Objective:
Turn the data below into a numbered list, omitting any blank lines.
-------- Entries supplied
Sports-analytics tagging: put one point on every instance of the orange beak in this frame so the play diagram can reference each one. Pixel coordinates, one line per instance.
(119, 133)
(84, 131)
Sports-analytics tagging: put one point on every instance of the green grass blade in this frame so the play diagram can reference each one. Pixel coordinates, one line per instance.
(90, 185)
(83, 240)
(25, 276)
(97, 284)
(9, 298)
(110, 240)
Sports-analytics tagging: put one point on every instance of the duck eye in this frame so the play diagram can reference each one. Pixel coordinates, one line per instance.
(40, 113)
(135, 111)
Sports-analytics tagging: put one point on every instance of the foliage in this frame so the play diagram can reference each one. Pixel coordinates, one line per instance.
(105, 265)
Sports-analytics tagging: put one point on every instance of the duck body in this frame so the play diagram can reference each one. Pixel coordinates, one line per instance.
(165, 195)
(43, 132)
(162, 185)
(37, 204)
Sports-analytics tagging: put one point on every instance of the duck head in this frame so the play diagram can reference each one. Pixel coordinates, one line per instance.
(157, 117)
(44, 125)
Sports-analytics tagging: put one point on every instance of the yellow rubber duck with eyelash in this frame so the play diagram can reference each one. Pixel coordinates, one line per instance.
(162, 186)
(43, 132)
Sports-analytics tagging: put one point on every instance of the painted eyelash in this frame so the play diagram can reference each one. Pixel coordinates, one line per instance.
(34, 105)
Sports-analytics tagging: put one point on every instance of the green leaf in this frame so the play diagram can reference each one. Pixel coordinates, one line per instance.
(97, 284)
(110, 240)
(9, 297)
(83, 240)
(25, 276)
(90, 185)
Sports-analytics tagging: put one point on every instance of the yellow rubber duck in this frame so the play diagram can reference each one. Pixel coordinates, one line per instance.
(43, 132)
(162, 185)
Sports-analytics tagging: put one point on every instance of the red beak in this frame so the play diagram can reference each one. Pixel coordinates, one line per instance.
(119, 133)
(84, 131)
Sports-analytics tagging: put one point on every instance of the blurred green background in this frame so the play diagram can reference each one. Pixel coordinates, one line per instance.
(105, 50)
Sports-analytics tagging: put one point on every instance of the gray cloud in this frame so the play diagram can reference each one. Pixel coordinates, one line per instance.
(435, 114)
----------------
Output of the task:
1. Sports-analytics tagging: put one point on every instance of the orange beak in this frame so the play diagram can reference each one. Pixel coordinates, one line per instance.
2. (119, 133)
3. (84, 131)
4. Sports-analytics tagging: put one point on every instance of the green grass blade in this frame so the play diagram can reference each one. Pixel coordinates, one line per instance.
5. (90, 185)
6. (83, 240)
7. (25, 276)
8. (97, 284)
9. (9, 298)
10. (110, 240)
11. Sports-analytics tagging: put one point on every instance of the duck eye in this frame so the play diagram can reference each one. Pixel coordinates, one line per instance.
12. (40, 113)
13. (135, 111)
14. Sports-analytics tagging: put one point on every instance of the foliage in this frame so the play diagram can reference each one. Pixel coordinates, one line per instance.
15. (105, 265)
16. Sports-analytics tagging: put one point on every instance of the duck body in this frame so the play diagram can reference each one. Pixel coordinates, one line per instance.
17. (165, 195)
18. (43, 132)
19. (162, 185)
20. (37, 204)
21. Sports-analytics tagging: put one point on every instance of the duck head in this frame so the play diagram can reference each one. Pixel coordinates, one line per instance.
22. (157, 117)
23. (44, 125)
24. Sports-analytics tagging: put one point on every instance of the yellow rubber duck with eyelash in this frame so the play diagram can reference each one. Pixel coordinates, one line per instance.
25. (162, 186)
26. (43, 132)
27. Sports-analytics tagging: put one point on every instance of the painted eyelash in this frame so the play diagram can reference each one. Pixel coordinates, one line per instance.
28. (34, 105)
29. Sports-analytics tagging: put one point on every instance of the green leaf in this frame so the play diagram can reference each one. Pixel coordinates, one line per instance.
30. (97, 284)
31. (110, 240)
32. (9, 297)
33. (83, 240)
34. (25, 276)
35. (90, 185)
36. Sports-analytics tagging: put one point on every instance of the yellow rubber duck in this frame so the play diagram can reference each one. Pixel coordinates, one line per instance.
37. (43, 132)
38. (162, 185)
39. Sports-analytics tagging: put one point on every instance of the red beak in this frame so the play diagram can reference each one. Pixel coordinates, one line per instance.
40. (119, 133)
41. (84, 131)
42. Sports-analytics tagging: put one point on every instance of the blurred green background in this frame so the play diagram can reference each one. Pixel coordinates, one line per instance.
43. (105, 50)
44. Sports-analytics tagging: put one point on every instance of the gray cloud in this frame so the play diagram can reference each one. Pixel coordinates, one line per instance.
45. (435, 114)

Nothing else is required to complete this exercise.